EXERCISE – Reproduce the listing below line for line, without changing anything.
— begin MATERIALS PROVIDED —
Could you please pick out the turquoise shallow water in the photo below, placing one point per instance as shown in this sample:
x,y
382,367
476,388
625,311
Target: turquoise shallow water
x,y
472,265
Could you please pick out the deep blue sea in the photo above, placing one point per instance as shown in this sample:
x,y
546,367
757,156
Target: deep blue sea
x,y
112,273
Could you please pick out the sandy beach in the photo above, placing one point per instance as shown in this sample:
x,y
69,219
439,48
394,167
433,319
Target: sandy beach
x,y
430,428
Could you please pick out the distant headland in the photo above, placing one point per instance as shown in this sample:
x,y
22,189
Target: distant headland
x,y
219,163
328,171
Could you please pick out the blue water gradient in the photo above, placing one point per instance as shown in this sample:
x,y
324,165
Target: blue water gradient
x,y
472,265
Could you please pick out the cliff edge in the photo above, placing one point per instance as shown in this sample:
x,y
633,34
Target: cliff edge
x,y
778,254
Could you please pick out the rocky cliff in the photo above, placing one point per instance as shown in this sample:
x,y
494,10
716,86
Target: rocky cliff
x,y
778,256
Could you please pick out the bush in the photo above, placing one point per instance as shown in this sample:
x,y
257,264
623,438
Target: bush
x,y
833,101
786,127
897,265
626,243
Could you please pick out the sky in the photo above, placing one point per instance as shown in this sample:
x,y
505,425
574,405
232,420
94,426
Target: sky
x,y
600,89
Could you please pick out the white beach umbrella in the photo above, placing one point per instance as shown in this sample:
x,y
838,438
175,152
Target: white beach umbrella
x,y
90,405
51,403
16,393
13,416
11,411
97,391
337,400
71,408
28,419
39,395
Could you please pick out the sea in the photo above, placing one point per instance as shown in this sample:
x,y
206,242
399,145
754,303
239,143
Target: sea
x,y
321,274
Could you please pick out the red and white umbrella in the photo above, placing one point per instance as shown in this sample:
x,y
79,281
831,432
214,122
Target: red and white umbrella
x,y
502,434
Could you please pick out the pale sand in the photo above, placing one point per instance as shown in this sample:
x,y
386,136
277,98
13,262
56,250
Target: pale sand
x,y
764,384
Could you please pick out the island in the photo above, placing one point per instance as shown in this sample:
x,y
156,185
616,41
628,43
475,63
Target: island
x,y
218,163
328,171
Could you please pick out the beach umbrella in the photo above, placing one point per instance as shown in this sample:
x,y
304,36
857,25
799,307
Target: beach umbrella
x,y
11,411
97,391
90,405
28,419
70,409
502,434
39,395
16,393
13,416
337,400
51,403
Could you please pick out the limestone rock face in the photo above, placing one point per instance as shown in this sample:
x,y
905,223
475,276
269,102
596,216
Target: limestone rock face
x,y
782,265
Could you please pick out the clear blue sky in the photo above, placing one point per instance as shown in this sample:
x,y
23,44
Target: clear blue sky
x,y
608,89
— end MATERIALS PROVIDED —
RESPONSE TO THIS EXERCISE –
Could you please pick out the turquoise shallow water in the photo below, placing one point per instance as shown in this sample:
x,y
382,367
476,388
625,311
Target: turquoise shallow water
x,y
472,265
Could you please pick out the deep blue sea in the photo above, placing one point per instance as shown in this sample:
x,y
546,367
757,156
Target: deep blue sea
x,y
112,273
Could you please pick out the sandy beach in the photo above, placing one point per instance as shown in this sample:
x,y
69,219
439,48
394,167
433,319
Target: sandy beach
x,y
430,428
Could you please pick out the distant headland in the photo above, placing one point per instance as shown in this sample:
x,y
22,189
Target: distant headland
x,y
219,163
328,171
Could you please pick out the blue water gradient in the photo above, placing one point per instance as shown in this sample:
x,y
324,165
Target: blue water gradient
x,y
472,265
Could you please pick out the cliff edge in the photo above, placing one point per instance as shown in this sample:
x,y
633,34
Target: cliff edge
x,y
778,254
Could you please pick out the rocky cliff in the photo above, placing one point per instance as shown in this sample:
x,y
494,10
716,86
Target: rocky cliff
x,y
778,256
Could you please pick out the bush in the photo above, placing one point per instance as shown in this sample:
x,y
257,264
623,438
Target: bush
x,y
833,101
786,127
897,265
626,243
Could you please pick out the sky in the photo above, placing one point per instance as shown in this sample:
x,y
505,425
574,405
232,420
94,426
Target: sky
x,y
600,89
Could you please pick out the white beach umbrella in the photo above, placing one point per instance as shown in this sample:
x,y
838,438
175,152
Target: white beach umbrella
x,y
90,405
51,403
16,393
13,416
11,411
97,391
337,400
71,408
28,419
39,395
Could you please pick out the sea in the photo above, placing one point per instance as shown in this sample:
x,y
206,242
399,145
754,303
239,143
Target: sea
x,y
321,274
Could you please pick out the red and white umbrella in the photo above, placing one point per instance as shown in this sample:
x,y
79,281
831,432
214,122
Target: red and white umbrella
x,y
502,434
Could you please pick out the pale sand in the photo above, placing one point per instance as shown in this sample:
x,y
386,136
277,98
13,262
56,250
Target: pale sand
x,y
764,384
Could you please pick out the island in the photo above, placing one point per instance as shown in this sample:
x,y
156,185
616,41
628,43
475,63
Target: island
x,y
218,163
328,171
Could you please pick out the beach umbrella in the photo above, placing one point per instance as shown in this sample:
x,y
304,36
857,25
799,307
Target: beach umbrella
x,y
11,411
97,391
90,405
28,419
70,409
502,434
39,395
16,393
13,416
337,400
51,403
Could you please pick out the limestone rock face in the photo above, placing one point per instance as shown in this sample:
x,y
905,223
475,276
269,102
596,216
Target: limestone rock face
x,y
782,265
Could you please pick out the clear blue sky in the photo above, placing one point per instance as shown in this sample:
x,y
23,44
Target: clear blue sky
x,y
608,89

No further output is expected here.